■ **TAREAS PENDIENTES**:
[1] Según el texto sobre Egipto, ¿qué significa la palabra árabe Tamarod?
[2] Por favor, copia el fragmento del texto sobre Egipto que empieza en "El dilema ▼" y termina tras "toda su historia?", pero cambia el nombre "mandatario" por "gobernante".

■ **TEXTO DADO**:
════
Tamarod es una palabra árabe que significa “rebélate”,que era la consigna de esa nueva inundación de jóvenes a la Plaza Tahir, el corazón de la revolución egipcia que derribó el régimen autocrático del general Hosni Sayyid Muabarak.
No sólo ese punto neurálgico de El Cairo estaba copado por multitudes que enfrentaban la represión policial. También la larga avenida que desemboca en el Palacio Heliópolis, sede de la presidencia del milenario país.
El reclamo era único y contundente: la renuncia del presidente Mohamed Morsi.
El dilema ▼
¿Era sensata la pretensión de derrocar a un mandatario, elegido por una amplísima mayoría de 13 millones de votos en las primeras elecciones plurales y libres que ha vivido esa república árabe en toda su historia?
La rebelión tiene razones inmediatas y profundas que no justifican la decisión militar de tumbar al gobierno; por lo tanto es golpista, aunque tenga respaldo mayoritario:
■ Crecimiento de la desocupación (ya en el 13%) y del precio de combustible.
════
■ **REGISTROS DEL CONJUNTO**:
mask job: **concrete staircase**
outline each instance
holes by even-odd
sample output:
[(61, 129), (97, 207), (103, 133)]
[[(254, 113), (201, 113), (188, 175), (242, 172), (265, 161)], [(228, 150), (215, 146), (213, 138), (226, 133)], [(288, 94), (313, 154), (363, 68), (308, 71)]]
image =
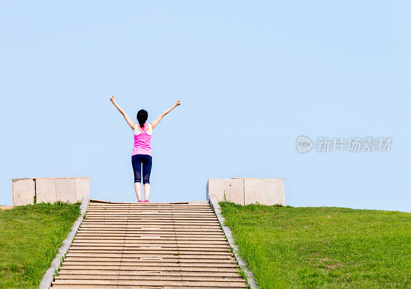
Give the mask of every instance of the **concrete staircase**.
[(91, 201), (52, 288), (244, 288), (208, 202)]

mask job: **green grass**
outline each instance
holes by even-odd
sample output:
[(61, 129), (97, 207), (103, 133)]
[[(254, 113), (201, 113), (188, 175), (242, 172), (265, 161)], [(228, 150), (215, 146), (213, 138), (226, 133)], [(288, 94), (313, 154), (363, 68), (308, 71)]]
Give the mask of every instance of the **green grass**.
[(220, 203), (261, 288), (411, 287), (411, 214)]
[(0, 210), (0, 287), (35, 287), (80, 215), (80, 203)]

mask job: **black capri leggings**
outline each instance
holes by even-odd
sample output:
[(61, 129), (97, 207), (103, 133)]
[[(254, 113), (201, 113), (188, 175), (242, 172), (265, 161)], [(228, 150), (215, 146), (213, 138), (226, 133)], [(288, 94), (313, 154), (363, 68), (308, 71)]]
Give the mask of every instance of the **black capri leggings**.
[(141, 164), (143, 165), (143, 183), (150, 183), (150, 173), (153, 158), (148, 155), (132, 156), (132, 165), (134, 172), (134, 182), (141, 182)]

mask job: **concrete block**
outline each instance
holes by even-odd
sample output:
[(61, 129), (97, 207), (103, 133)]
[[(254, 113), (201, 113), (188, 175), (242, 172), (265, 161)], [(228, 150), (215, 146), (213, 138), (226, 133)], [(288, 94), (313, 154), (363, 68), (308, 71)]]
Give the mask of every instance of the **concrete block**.
[(56, 201), (55, 179), (40, 178), (35, 179), (36, 202), (55, 203)]
[(221, 200), (218, 197), (217, 200), (223, 200), (225, 194), (226, 199), (229, 202), (244, 205), (244, 180), (242, 179), (226, 179)]
[(206, 198), (214, 197), (247, 205), (260, 204), (285, 205), (284, 180), (282, 179), (209, 179), (206, 187)]
[(90, 196), (90, 184), (88, 178), (76, 178), (76, 199), (81, 201), (85, 196)]
[(32, 205), (34, 202), (34, 182), (32, 179), (15, 179), (11, 180), (13, 205)]
[(221, 198), (221, 192), (224, 191), (225, 179), (209, 179), (206, 187), (206, 198), (207, 200), (212, 197)]
[(70, 178), (56, 178), (55, 192), (57, 201), (76, 203), (76, 179)]
[(282, 179), (244, 179), (245, 204), (285, 205)]
[(242, 179), (209, 179), (206, 187), (206, 198), (215, 197), (219, 201), (244, 204), (244, 181)]

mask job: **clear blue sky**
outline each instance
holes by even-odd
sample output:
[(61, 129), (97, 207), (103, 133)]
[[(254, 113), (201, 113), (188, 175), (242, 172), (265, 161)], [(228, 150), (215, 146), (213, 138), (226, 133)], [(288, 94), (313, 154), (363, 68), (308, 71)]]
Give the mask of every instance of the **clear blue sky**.
[[(284, 178), (286, 203), (411, 211), (407, 1), (3, 2), (0, 203), (11, 179), (89, 177), (135, 201), (133, 136), (155, 129), (152, 201), (208, 178)], [(297, 138), (390, 137), (389, 152), (298, 153)]]

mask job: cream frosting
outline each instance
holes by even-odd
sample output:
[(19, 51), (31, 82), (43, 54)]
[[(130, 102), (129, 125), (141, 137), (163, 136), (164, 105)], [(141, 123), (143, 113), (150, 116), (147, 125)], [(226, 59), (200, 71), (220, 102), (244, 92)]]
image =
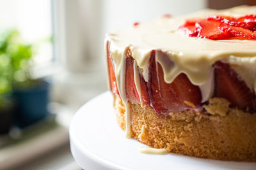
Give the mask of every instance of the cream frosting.
[[(134, 67), (138, 66), (142, 70), (146, 81), (150, 52), (157, 50), (156, 59), (163, 67), (164, 81), (172, 83), (177, 75), (184, 73), (192, 83), (200, 87), (202, 101), (211, 97), (212, 66), (219, 60), (230, 63), (248, 87), (255, 90), (256, 41), (198, 39), (188, 37), (178, 31), (188, 18), (204, 18), (212, 15), (239, 17), (248, 14), (256, 14), (256, 6), (242, 6), (225, 10), (207, 9), (173, 18), (162, 17), (108, 34), (106, 39), (111, 42), (110, 51), (117, 85), (123, 101), (127, 103), (124, 83), (124, 52), (127, 48), (130, 48), (135, 59)], [(136, 88), (140, 91), (138, 74), (134, 73), (134, 80)], [(127, 121), (129, 118), (127, 115)], [(127, 124), (127, 126), (129, 125)]]

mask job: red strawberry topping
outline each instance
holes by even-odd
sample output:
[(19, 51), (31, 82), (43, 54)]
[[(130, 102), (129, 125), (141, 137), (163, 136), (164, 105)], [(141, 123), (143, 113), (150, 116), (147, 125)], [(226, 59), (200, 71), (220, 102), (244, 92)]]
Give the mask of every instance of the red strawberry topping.
[(219, 29), (220, 22), (215, 20), (202, 20), (196, 23), (198, 34), (198, 38), (211, 39), (223, 39), (228, 37), (228, 34)]
[[(156, 51), (152, 50), (148, 68), (148, 92), (152, 106), (158, 113), (179, 112), (191, 105), (198, 107), (201, 103), (199, 87), (193, 85), (188, 76), (181, 73), (172, 83), (166, 83), (159, 63), (156, 62)], [(187, 104), (190, 103), (188, 106)]]
[(241, 80), (229, 64), (217, 62), (214, 65), (214, 96), (228, 100), (232, 106), (248, 111), (256, 111), (256, 96)]
[(237, 38), (256, 39), (256, 15), (239, 18), (213, 15), (205, 19), (189, 19), (179, 27), (189, 36), (213, 40)]

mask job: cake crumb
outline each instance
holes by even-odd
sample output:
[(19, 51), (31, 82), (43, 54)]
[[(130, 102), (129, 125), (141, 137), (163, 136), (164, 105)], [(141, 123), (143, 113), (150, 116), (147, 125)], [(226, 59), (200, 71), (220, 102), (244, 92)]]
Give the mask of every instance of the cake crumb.
[(209, 101), (209, 104), (204, 105), (206, 111), (212, 115), (225, 117), (228, 112), (230, 103), (225, 99), (213, 97)]
[(184, 101), (184, 103), (186, 104), (187, 104), (188, 106), (189, 106), (191, 108), (195, 108), (196, 106), (195, 106), (194, 103), (193, 103), (192, 102)]

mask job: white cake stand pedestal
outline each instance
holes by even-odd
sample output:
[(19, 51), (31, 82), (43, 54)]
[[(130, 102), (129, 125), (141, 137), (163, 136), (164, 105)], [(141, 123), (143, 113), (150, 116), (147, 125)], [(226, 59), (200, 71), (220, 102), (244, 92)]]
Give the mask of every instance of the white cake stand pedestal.
[(125, 138), (117, 124), (110, 92), (104, 92), (81, 108), (70, 127), (70, 147), (76, 162), (93, 169), (256, 169), (256, 163), (220, 161), (179, 155), (148, 155), (147, 146)]

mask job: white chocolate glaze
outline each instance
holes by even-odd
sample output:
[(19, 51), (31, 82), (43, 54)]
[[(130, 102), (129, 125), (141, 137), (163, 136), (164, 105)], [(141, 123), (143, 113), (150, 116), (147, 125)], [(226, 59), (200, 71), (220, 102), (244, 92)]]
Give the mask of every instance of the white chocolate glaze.
[(164, 155), (168, 153), (168, 152), (164, 149), (157, 149), (157, 148), (144, 148), (141, 147), (138, 149), (139, 152), (142, 153), (146, 154), (157, 154), (157, 155)]
[[(150, 52), (157, 50), (156, 60), (163, 67), (164, 81), (172, 83), (177, 75), (184, 73), (192, 83), (200, 87), (202, 102), (212, 96), (212, 66), (220, 60), (230, 63), (248, 87), (255, 90), (256, 41), (198, 39), (177, 31), (188, 18), (204, 18), (212, 15), (239, 17), (248, 14), (256, 14), (256, 6), (242, 6), (225, 10), (204, 10), (188, 15), (162, 17), (151, 22), (107, 35), (107, 39), (111, 41), (110, 51), (115, 66), (118, 91), (126, 106), (127, 136), (131, 135), (131, 125), (124, 81), (125, 50), (130, 48), (136, 61), (134, 67), (138, 65), (142, 70), (146, 81), (148, 79)], [(140, 92), (137, 72), (134, 73), (134, 80), (137, 90)]]

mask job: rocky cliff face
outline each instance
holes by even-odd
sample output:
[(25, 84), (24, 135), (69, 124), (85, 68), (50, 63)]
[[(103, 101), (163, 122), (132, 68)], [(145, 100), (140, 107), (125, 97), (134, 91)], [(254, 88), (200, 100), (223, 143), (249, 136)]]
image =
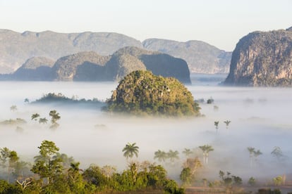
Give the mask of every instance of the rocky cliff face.
[(0, 73), (13, 72), (30, 58), (53, 60), (82, 51), (110, 55), (126, 46), (142, 47), (141, 42), (112, 32), (56, 33), (51, 31), (18, 33), (0, 30)]
[(255, 32), (242, 38), (232, 54), (225, 84), (292, 86), (292, 28)]
[(58, 81), (72, 81), (75, 78), (77, 73), (76, 79), (80, 80), (83, 74), (80, 71), (82, 72), (83, 70), (80, 70), (80, 65), (83, 65), (88, 69), (90, 65), (88, 64), (91, 64), (99, 68), (100, 66), (104, 66), (109, 60), (109, 56), (102, 56), (93, 51), (80, 52), (62, 57), (58, 59), (52, 67), (54, 79)]
[(190, 83), (185, 60), (133, 46), (124, 47), (107, 56), (93, 51), (80, 52), (60, 58), (52, 64), (52, 60), (45, 58), (34, 58), (11, 77), (0, 79), (116, 82), (133, 71), (147, 70), (156, 75), (173, 77), (183, 83)]
[(228, 73), (231, 52), (226, 52), (201, 41), (179, 42), (150, 39), (142, 43), (144, 48), (158, 51), (185, 60), (191, 72)]
[[(135, 46), (166, 53), (185, 60), (192, 72), (226, 73), (231, 52), (200, 41), (178, 42), (150, 39), (140, 41), (112, 32), (57, 33), (0, 30), (0, 74), (11, 73), (28, 58), (43, 56), (58, 58), (83, 51), (111, 55), (126, 46)], [(135, 53), (130, 53), (135, 56)]]
[(51, 67), (54, 60), (44, 57), (33, 57), (28, 59), (11, 76), (15, 80), (51, 80)]

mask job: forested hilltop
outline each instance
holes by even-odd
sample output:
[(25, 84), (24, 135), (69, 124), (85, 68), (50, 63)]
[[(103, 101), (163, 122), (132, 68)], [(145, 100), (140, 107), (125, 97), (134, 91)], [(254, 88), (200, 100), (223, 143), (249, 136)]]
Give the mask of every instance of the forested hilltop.
[(251, 86), (292, 86), (292, 27), (254, 32), (233, 52), (224, 84)]
[(0, 30), (0, 74), (12, 73), (28, 59), (45, 57), (53, 60), (83, 51), (112, 55), (125, 46), (169, 54), (185, 60), (192, 72), (227, 73), (231, 52), (200, 41), (178, 42), (147, 39), (142, 43), (113, 32), (57, 33), (51, 31), (23, 33)]
[(177, 79), (134, 71), (114, 91), (104, 109), (134, 115), (198, 116), (200, 107), (192, 93)]
[(157, 75), (173, 77), (190, 83), (186, 62), (167, 54), (126, 46), (111, 56), (94, 51), (80, 52), (51, 60), (28, 59), (16, 72), (3, 79), (25, 81), (118, 82), (134, 70), (147, 70)]

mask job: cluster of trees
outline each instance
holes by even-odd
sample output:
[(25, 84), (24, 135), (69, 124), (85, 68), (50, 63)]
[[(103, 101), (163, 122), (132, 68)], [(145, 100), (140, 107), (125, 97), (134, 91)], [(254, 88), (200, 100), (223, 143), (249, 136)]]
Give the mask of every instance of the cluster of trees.
[[(20, 161), (16, 152), (0, 150), (0, 193), (99, 193), (153, 190), (183, 193), (161, 165), (149, 162), (128, 162), (121, 173), (115, 167), (92, 164), (81, 169), (80, 162), (59, 153), (52, 141), (43, 141), (32, 164)], [(128, 143), (123, 149), (126, 158), (138, 157), (138, 147)], [(15, 181), (16, 180), (16, 181)]]
[(174, 78), (133, 71), (122, 80), (104, 110), (135, 115), (198, 116), (192, 93)]

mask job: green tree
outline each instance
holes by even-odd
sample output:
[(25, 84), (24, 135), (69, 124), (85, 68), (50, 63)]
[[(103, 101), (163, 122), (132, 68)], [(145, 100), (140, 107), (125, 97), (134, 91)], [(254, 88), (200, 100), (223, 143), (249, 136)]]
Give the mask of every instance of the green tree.
[(37, 120), (37, 118), (38, 117), (39, 117), (39, 114), (38, 114), (38, 113), (32, 114), (32, 120), (36, 121), (36, 120)]
[(176, 160), (178, 160), (178, 151), (177, 150), (169, 150), (169, 151), (167, 153), (167, 157), (170, 160), (171, 162), (174, 162)]
[(53, 110), (49, 112), (49, 115), (51, 117), (51, 125), (50, 128), (56, 129), (59, 125), (59, 123), (57, 123), (57, 121), (61, 119), (59, 113), (57, 112), (56, 110)]
[(11, 105), (11, 107), (10, 107), (10, 110), (11, 110), (11, 111), (13, 111), (13, 112), (15, 112), (15, 111), (16, 111), (17, 110), (17, 106), (16, 105)]
[(167, 158), (167, 154), (164, 151), (158, 150), (154, 153), (154, 159), (157, 159), (159, 162), (165, 162), (165, 160)]
[(284, 157), (282, 150), (281, 150), (281, 148), (279, 146), (274, 147), (274, 149), (272, 151), (271, 155), (276, 157), (278, 162), (280, 161), (281, 158), (283, 158)]
[(183, 181), (184, 186), (189, 186), (193, 181), (193, 176), (190, 173), (190, 169), (188, 167), (183, 168), (179, 176), (179, 179)]
[(48, 122), (48, 119), (46, 117), (39, 118), (39, 123), (41, 124), (47, 124)]
[(228, 127), (229, 126), (229, 124), (231, 122), (231, 121), (226, 120), (224, 121), (224, 123), (226, 124), (226, 129), (228, 129)]
[(204, 145), (202, 146), (199, 146), (199, 148), (202, 150), (203, 152), (203, 162), (204, 164), (208, 164), (208, 158), (209, 158), (209, 153), (214, 151), (214, 148), (212, 147), (212, 146), (209, 145)]
[(214, 122), (214, 125), (215, 125), (216, 133), (218, 133), (219, 121)]
[(35, 162), (31, 171), (39, 174), (41, 179), (47, 178), (47, 183), (49, 184), (54, 181), (54, 178), (62, 172), (61, 158), (54, 158), (59, 148), (53, 141), (47, 140), (43, 141), (37, 148), (39, 149), (39, 155), (35, 157)]
[(139, 147), (136, 146), (135, 143), (128, 143), (128, 144), (126, 145), (125, 148), (123, 148), (122, 151), (123, 152), (123, 156), (126, 157), (127, 160), (129, 157), (132, 159), (134, 155), (135, 155), (135, 157), (138, 157), (139, 153)]
[(193, 152), (190, 150), (190, 149), (185, 148), (183, 151), (183, 154), (185, 155), (185, 157), (188, 158), (190, 155), (193, 154)]

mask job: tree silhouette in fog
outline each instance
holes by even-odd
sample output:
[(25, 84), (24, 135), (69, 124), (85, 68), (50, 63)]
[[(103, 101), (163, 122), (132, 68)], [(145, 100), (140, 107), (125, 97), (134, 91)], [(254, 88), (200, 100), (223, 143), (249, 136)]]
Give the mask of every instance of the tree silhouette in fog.
[(134, 155), (138, 157), (138, 153), (139, 153), (139, 147), (136, 146), (135, 143), (128, 143), (125, 148), (123, 149), (123, 156), (127, 158), (127, 160), (130, 157), (130, 159), (133, 158)]
[(204, 145), (202, 146), (199, 146), (199, 148), (203, 152), (203, 162), (204, 164), (208, 164), (208, 157), (209, 157), (209, 153), (214, 151), (214, 148), (212, 146), (209, 145)]

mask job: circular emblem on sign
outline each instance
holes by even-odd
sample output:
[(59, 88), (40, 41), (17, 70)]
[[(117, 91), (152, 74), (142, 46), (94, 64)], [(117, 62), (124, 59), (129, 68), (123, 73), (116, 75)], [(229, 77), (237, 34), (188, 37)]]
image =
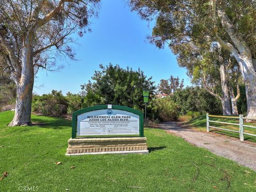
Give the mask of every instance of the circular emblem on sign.
[(111, 109), (108, 109), (107, 111), (107, 115), (108, 115), (108, 116), (110, 116), (112, 114), (113, 114), (113, 111)]

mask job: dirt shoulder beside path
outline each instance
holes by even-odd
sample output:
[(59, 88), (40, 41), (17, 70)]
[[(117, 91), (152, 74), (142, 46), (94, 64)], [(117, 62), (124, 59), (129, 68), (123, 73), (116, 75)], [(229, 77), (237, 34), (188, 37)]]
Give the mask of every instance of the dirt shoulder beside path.
[(159, 128), (184, 139), (198, 147), (233, 160), (256, 171), (256, 143), (241, 142), (236, 138), (196, 131), (181, 126), (179, 123), (165, 122)]

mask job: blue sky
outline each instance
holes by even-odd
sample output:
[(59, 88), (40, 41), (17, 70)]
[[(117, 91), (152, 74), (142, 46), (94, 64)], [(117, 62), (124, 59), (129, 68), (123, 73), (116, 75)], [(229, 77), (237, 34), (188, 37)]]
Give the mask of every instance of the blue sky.
[(91, 79), (99, 64), (109, 62), (134, 70), (139, 67), (148, 77), (153, 76), (156, 85), (171, 75), (184, 78), (185, 86), (189, 85), (186, 69), (178, 66), (170, 49), (166, 46), (159, 49), (147, 40), (154, 23), (149, 26), (148, 22), (141, 20), (136, 12), (130, 11), (126, 2), (102, 0), (99, 17), (92, 20), (92, 32), (77, 36), (77, 44), (73, 45), (78, 61), (58, 59), (58, 63), (65, 65), (63, 69), (40, 71), (34, 92), (42, 94), (54, 89), (64, 94), (78, 93), (80, 85)]

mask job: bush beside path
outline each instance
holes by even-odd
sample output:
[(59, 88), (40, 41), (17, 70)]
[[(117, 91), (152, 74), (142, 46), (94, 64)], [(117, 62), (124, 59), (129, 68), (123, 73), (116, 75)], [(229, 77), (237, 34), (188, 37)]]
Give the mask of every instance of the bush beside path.
[(37, 125), (8, 127), (13, 115), (0, 113), (0, 191), (256, 190), (255, 172), (160, 129), (145, 129), (148, 154), (66, 156), (70, 121), (33, 115)]

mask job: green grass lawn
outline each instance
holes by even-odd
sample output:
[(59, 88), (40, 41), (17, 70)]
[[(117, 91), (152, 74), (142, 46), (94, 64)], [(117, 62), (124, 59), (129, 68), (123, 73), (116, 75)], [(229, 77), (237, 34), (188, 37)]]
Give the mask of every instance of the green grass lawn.
[(46, 125), (7, 127), (13, 116), (0, 113), (1, 192), (256, 191), (256, 172), (161, 130), (145, 129), (148, 154), (66, 156), (71, 121), (34, 115)]
[[(239, 124), (239, 119), (231, 119), (231, 118), (217, 118), (210, 117), (210, 120), (221, 121), (229, 123), (234, 123)], [(189, 124), (191, 126), (196, 128), (196, 130), (200, 131), (206, 131), (206, 115), (202, 115), (197, 117), (194, 118), (190, 119), (187, 122), (185, 122), (186, 124)], [(244, 121), (245, 125), (249, 125), (256, 126), (256, 123), (255, 122), (247, 123)], [(227, 129), (230, 129), (233, 130), (239, 131), (239, 126), (231, 125), (227, 124), (221, 124), (217, 123), (210, 122), (210, 125), (213, 126), (217, 127), (224, 128)], [(236, 137), (239, 138), (239, 133), (231, 132), (229, 131), (217, 130), (216, 129), (210, 128), (210, 130), (213, 130), (214, 132), (220, 134), (225, 134), (231, 137)], [(256, 129), (244, 127), (244, 131), (249, 133), (256, 134)], [(253, 137), (250, 135), (244, 135), (244, 140), (251, 141), (256, 142), (256, 137)]]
════
■ **RESPUESTAS COMPLETAS**:
[1] Significa «rebélate».

[2]
El dilema ▼
¿Era sensata la pretensión de derrocar a un gobernante, elegido por una amplísima mayoría de 13 millones de votos en las primeras elecciones plurales y libres que ha vivido esa república árabe en toda su historia?